# Colab Training Notebook: Generic PyTorch Pipeline

This notebook sets up a full training workflow (data, model, training, validation, logging, export) suitable for Google Colab GPU runtimes.

In [None]:
# 1. Check Runtime Hardware (GPU/TPU Availability)
import torch, platform, os
print(f"Python: {platform.python_version()}")
print(f"Torch: {torch.__version__}")
print("CUDA available:", torch.cuda.is_available())
if torch.cuda.is_available():
    print("Device count:", torch.cuda.device_count())
    print("Current device:", torch.cuda.current_device())
    print("Device name:", torch.cuda.get_device_name(0))
else:
    print("If you need a GPU: Runtime > Change runtime type > GPU")

In [None]:
# 2. Install and Upgrade Dependencies
!pip install -q --upgrade pip
!pip install -q torch torchvision torchaudio --index-url https://download.pytorch.org/whl/cu121
!pip install -q numpy matplotlib scikit-learn tensorboard tqdm
import torch, torchvision, numpy as np, matplotlib
print("Torch version:", torch.__version__)
print("Torchvision version:", torchvision.__version__)
## 3. Mount Google Drive (Optional Persistence)

Excerpts from a point labeling dataset
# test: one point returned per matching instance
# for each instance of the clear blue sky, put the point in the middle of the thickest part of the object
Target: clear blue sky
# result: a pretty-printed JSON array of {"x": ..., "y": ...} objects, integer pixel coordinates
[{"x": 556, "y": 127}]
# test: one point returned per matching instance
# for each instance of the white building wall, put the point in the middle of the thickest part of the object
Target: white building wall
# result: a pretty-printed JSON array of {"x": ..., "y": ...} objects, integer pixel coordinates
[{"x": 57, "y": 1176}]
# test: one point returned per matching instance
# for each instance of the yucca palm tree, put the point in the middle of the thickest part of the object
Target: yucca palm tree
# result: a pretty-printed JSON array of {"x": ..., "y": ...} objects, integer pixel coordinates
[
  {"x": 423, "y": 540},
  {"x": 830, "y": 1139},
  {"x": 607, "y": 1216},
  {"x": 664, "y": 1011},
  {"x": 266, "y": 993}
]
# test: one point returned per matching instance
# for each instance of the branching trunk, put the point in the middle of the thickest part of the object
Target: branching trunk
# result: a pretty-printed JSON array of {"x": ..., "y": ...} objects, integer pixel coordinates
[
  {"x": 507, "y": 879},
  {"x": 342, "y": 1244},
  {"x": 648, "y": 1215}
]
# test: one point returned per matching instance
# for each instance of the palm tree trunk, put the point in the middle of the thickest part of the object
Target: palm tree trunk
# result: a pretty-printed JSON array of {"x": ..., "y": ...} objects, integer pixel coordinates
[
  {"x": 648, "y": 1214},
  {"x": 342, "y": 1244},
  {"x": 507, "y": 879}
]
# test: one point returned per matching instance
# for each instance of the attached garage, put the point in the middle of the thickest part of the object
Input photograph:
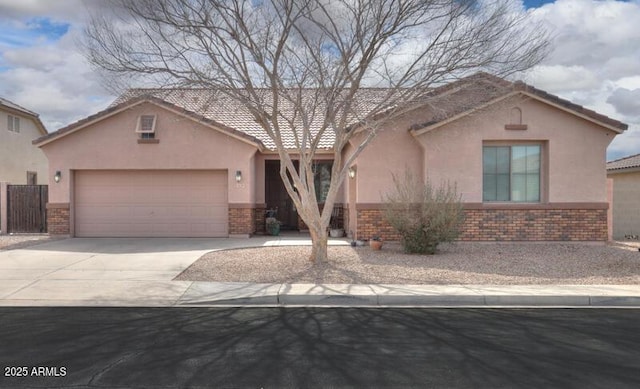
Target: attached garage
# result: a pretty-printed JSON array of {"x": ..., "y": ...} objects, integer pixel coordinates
[{"x": 151, "y": 203}]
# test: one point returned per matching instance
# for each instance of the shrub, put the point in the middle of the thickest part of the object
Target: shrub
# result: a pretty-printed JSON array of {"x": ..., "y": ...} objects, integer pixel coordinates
[{"x": 423, "y": 215}]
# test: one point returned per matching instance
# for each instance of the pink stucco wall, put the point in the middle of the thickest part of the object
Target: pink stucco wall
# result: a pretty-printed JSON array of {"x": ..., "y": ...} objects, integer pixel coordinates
[
  {"x": 183, "y": 144},
  {"x": 573, "y": 150},
  {"x": 573, "y": 160},
  {"x": 392, "y": 151}
]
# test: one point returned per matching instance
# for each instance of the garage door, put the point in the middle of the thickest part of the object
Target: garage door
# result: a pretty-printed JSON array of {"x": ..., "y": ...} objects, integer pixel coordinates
[{"x": 151, "y": 203}]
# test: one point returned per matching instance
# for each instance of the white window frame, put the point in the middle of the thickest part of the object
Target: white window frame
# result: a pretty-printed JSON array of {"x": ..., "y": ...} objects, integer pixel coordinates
[
  {"x": 141, "y": 130},
  {"x": 511, "y": 174}
]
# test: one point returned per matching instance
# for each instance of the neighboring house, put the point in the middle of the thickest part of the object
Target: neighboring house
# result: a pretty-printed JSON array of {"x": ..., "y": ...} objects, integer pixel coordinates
[
  {"x": 190, "y": 162},
  {"x": 625, "y": 174},
  {"x": 20, "y": 161}
]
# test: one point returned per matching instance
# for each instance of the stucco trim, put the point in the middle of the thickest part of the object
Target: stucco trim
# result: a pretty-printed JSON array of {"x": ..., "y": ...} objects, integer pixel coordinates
[
  {"x": 508, "y": 206},
  {"x": 109, "y": 112},
  {"x": 423, "y": 130},
  {"x": 542, "y": 206},
  {"x": 634, "y": 169},
  {"x": 245, "y": 205},
  {"x": 58, "y": 206}
]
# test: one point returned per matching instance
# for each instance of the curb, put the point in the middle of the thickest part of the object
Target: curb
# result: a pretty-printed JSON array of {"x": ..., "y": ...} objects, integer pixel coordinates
[{"x": 247, "y": 294}]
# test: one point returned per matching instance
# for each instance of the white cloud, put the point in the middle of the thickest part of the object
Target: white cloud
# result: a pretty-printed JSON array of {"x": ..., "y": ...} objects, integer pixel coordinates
[
  {"x": 561, "y": 78},
  {"x": 626, "y": 101},
  {"x": 50, "y": 77}
]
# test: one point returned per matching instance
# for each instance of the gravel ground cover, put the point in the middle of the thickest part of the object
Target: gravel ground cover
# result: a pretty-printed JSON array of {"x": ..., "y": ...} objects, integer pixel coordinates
[
  {"x": 458, "y": 263},
  {"x": 11, "y": 242}
]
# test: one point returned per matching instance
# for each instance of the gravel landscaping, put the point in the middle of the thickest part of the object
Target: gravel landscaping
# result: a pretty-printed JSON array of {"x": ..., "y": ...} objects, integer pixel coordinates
[{"x": 458, "y": 263}]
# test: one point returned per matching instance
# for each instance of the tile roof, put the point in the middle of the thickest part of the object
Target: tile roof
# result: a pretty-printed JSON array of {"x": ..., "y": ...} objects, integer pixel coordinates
[
  {"x": 437, "y": 105},
  {"x": 632, "y": 161},
  {"x": 474, "y": 91},
  {"x": 16, "y": 107}
]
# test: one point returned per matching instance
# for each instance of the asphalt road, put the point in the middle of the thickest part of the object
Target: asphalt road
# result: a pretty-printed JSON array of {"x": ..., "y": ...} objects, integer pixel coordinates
[{"x": 319, "y": 347}]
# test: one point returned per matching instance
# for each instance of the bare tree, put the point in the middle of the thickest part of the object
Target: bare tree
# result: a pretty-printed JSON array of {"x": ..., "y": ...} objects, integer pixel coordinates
[{"x": 298, "y": 66}]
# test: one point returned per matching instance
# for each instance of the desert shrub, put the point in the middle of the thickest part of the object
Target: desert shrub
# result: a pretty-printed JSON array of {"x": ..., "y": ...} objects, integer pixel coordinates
[{"x": 423, "y": 215}]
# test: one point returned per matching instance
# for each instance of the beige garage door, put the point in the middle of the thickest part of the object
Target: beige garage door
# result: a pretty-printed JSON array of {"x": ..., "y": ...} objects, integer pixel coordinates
[{"x": 155, "y": 203}]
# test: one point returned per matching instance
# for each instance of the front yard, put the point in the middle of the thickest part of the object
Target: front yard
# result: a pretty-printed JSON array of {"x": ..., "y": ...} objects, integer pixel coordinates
[{"x": 458, "y": 263}]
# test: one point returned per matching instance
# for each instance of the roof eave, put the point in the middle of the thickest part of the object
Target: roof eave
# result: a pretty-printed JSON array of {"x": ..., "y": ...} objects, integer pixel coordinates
[
  {"x": 617, "y": 129},
  {"x": 31, "y": 115},
  {"x": 112, "y": 111},
  {"x": 630, "y": 169}
]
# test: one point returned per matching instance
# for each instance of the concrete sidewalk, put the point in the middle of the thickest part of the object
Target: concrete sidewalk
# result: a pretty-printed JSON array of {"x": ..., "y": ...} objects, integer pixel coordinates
[{"x": 139, "y": 272}]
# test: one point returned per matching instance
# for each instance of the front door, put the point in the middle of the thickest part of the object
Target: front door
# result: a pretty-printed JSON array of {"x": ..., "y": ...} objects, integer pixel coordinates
[{"x": 277, "y": 196}]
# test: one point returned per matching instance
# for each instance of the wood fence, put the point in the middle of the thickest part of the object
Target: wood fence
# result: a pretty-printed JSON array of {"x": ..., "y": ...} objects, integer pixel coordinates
[{"x": 27, "y": 208}]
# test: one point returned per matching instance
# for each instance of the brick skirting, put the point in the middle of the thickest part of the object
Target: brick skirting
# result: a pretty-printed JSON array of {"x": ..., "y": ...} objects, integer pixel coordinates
[
  {"x": 241, "y": 220},
  {"x": 535, "y": 225},
  {"x": 521, "y": 224},
  {"x": 58, "y": 219}
]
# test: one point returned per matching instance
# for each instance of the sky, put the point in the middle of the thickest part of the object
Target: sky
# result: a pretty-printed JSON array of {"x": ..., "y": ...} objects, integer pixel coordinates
[{"x": 595, "y": 61}]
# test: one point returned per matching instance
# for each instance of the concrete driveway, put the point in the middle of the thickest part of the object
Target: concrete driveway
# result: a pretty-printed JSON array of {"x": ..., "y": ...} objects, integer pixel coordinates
[{"x": 85, "y": 271}]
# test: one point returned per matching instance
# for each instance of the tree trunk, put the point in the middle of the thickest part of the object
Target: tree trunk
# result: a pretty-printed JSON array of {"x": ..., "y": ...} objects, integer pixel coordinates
[{"x": 319, "y": 243}]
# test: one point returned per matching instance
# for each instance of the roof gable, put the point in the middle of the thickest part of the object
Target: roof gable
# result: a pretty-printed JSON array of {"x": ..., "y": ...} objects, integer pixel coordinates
[
  {"x": 624, "y": 164},
  {"x": 12, "y": 107},
  {"x": 471, "y": 94},
  {"x": 114, "y": 109},
  {"x": 443, "y": 105}
]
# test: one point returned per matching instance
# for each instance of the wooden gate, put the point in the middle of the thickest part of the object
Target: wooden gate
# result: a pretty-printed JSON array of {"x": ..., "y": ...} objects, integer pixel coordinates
[{"x": 27, "y": 208}]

**WHAT IS ASKED:**
Please continue the Colab training notebook, starting right after its last line. The items come from a separate source and are unrelated to the notebook.

**WRITTEN RESPONSE:**
USE_DRIVE = False  # set True to persist
if USE_DRIVE:
    from google.colab import drive
    drive.mount('/content/drive')
    BASE_DIR = '/content/drive/MyDrive/colab_training_run'
else:
    BASE_DIR = '/content/training_run'

os.makedirs(BASE_DIR, exist_ok=True)
print("Base directory:", BASE_DIR)

In [None]:
# 4. Set Global Configuration (Paths, Hyperparameters, Seeds)
import random, json, math, numpy as np, torch
cfg = {
    'batch_size': 128,
    'lr': 3e-4,
    'epochs': 15,
    'seed': 42,
    'data_dir': BASE_DIR + '/data',
    'output_dir': BASE_DIR + '/outputs',
    'num_workers': 2
}

def set_seed(seed:int):
    random.seed(seed)
    np.random.seed(seed)
    torch.manual_seed(seed)
    torch.cuda.manual_seed_all(seed)
    torch.backends.cudnn.deterministic = True
    torch.backends.cudnn.benchmark = False

set_seed(cfg['seed'])
os.makedirs(cfg['data_dir'], exist_ok=True)
os.makedirs(cfg['output_dir'], exist_ok=True)
print(cfg)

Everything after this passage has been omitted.